▶ **STORED ROWS**:
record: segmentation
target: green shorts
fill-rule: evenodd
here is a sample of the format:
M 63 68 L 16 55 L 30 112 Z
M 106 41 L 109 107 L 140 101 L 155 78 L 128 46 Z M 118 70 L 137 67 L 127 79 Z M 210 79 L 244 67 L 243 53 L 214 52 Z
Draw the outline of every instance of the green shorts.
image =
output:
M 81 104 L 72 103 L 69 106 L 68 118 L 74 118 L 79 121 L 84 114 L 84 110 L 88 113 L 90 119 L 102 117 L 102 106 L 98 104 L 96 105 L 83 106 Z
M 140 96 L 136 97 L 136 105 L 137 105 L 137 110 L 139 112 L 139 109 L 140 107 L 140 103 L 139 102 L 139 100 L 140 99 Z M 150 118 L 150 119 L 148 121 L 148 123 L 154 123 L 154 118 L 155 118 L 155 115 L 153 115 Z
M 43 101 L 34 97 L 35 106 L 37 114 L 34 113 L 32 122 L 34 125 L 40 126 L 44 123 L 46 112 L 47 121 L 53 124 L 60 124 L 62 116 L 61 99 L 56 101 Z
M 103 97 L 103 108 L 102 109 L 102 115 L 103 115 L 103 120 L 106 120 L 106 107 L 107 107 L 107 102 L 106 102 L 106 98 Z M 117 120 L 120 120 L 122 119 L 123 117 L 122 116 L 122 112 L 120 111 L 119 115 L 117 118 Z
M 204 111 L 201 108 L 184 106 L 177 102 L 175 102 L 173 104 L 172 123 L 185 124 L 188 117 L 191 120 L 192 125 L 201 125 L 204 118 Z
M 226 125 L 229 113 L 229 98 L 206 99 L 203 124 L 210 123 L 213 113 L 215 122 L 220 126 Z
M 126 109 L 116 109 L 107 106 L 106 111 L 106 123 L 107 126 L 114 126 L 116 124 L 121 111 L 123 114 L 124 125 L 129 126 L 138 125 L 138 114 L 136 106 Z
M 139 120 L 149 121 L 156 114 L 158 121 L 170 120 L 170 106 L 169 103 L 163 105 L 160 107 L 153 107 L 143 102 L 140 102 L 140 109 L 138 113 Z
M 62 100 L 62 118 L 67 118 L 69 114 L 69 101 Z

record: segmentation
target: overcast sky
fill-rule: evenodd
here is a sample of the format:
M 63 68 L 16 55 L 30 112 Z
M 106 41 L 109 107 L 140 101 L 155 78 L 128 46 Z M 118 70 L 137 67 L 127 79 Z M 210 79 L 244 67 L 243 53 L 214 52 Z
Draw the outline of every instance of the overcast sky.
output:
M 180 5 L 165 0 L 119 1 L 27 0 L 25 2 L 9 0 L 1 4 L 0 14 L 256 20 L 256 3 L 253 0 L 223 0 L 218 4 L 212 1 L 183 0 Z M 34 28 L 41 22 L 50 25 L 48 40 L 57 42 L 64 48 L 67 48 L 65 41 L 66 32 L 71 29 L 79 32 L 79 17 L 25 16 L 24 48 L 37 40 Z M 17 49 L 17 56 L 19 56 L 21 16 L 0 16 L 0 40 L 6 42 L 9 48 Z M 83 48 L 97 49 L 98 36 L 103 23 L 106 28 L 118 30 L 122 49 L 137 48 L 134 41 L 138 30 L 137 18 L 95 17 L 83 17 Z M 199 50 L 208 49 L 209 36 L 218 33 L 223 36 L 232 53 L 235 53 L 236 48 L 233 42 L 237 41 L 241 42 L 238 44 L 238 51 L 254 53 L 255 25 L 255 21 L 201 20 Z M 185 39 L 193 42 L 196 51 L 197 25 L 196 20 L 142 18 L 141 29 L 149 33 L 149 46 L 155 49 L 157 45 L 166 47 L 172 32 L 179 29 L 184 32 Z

▶ **WHAT IS EXPECTED**: Copy out all of the material above, swapping each "outline" for "contour" and leaving every other part the same.

▶ **TASK RESULT**:
record: segmentation
target: green shorts
fill-rule: evenodd
here is a sample of the format:
M 63 68 L 16 55 L 30 112 Z
M 106 41 L 109 107 L 140 101 L 155 78 L 128 46 Z M 118 70 L 137 67 L 127 79 Z M 210 79 L 244 67 L 243 53 L 214 52 Z
Draw the contour of every instance of the green shorts.
image =
output:
M 81 104 L 72 103 L 69 106 L 68 118 L 74 118 L 79 121 L 84 114 L 84 110 L 88 113 L 90 119 L 102 117 L 102 106 L 98 104 L 96 105 L 83 106 Z
M 140 96 L 136 97 L 136 105 L 137 105 L 137 110 L 139 112 L 139 109 L 140 107 L 140 103 L 139 102 L 139 100 L 140 99 Z M 150 118 L 150 119 L 148 121 L 148 123 L 154 123 L 154 118 L 155 118 L 155 115 L 153 115 Z
M 43 101 L 34 97 L 35 106 L 37 114 L 34 113 L 32 122 L 34 125 L 40 126 L 44 123 L 46 112 L 47 121 L 53 124 L 60 124 L 62 116 L 61 99 L 56 101 Z
M 103 97 L 103 108 L 102 109 L 102 115 L 103 115 L 103 120 L 106 120 L 106 107 L 107 107 L 107 102 L 106 102 L 106 98 Z M 117 120 L 120 120 L 122 119 L 123 117 L 122 116 L 122 112 L 120 111 L 119 115 L 117 118 Z
M 204 111 L 201 108 L 184 106 L 177 102 L 175 102 L 173 104 L 172 123 L 185 124 L 188 117 L 191 120 L 192 125 L 201 125 L 204 118 Z
M 226 125 L 229 113 L 229 98 L 206 99 L 203 124 L 210 123 L 213 113 L 215 122 L 220 126 Z
M 126 109 L 116 109 L 107 106 L 106 111 L 106 123 L 107 126 L 114 126 L 116 124 L 121 111 L 123 114 L 124 125 L 129 126 L 138 125 L 138 114 L 136 106 Z
M 139 120 L 149 121 L 156 114 L 158 121 L 170 120 L 170 106 L 169 103 L 163 105 L 160 107 L 153 107 L 143 102 L 140 102 L 140 109 L 138 113 Z
M 62 100 L 62 118 L 67 118 L 69 114 L 69 101 Z

record: segmentation
target: overcast sky
fill-rule: evenodd
here is a sample of the format:
M 63 68 L 16 55 L 30 112 Z
M 106 41 L 109 107 L 140 101 L 155 78 L 128 46 Z M 118 70 L 137 67 L 127 79 Z M 210 79 L 244 67 L 243 53 L 214 52 Z
Draw the contour of every instance of the overcast sky.
output:
M 180 5 L 165 0 L 119 1 L 27 0 L 25 2 L 9 0 L 1 4 L 0 14 L 256 20 L 256 3 L 253 0 L 223 0 L 218 4 L 212 1 L 183 0 Z M 34 28 L 41 22 L 50 25 L 48 40 L 57 42 L 64 48 L 67 48 L 65 41 L 66 32 L 71 29 L 79 32 L 79 17 L 25 16 L 24 48 L 37 40 Z M 17 49 L 17 56 L 19 56 L 21 16 L 0 16 L 0 40 L 6 42 L 9 48 Z M 83 48 L 97 49 L 98 36 L 103 23 L 106 28 L 118 30 L 122 49 L 137 48 L 134 41 L 138 30 L 137 18 L 95 17 L 83 17 Z M 199 50 L 208 49 L 209 36 L 218 33 L 223 36 L 232 53 L 235 53 L 236 48 L 233 42 L 237 41 L 241 42 L 238 44 L 238 51 L 254 53 L 255 25 L 255 21 L 201 20 Z M 185 39 L 193 42 L 196 51 L 197 25 L 196 20 L 142 18 L 141 29 L 149 33 L 149 46 L 155 49 L 157 45 L 166 47 L 172 32 L 179 29 L 184 32 Z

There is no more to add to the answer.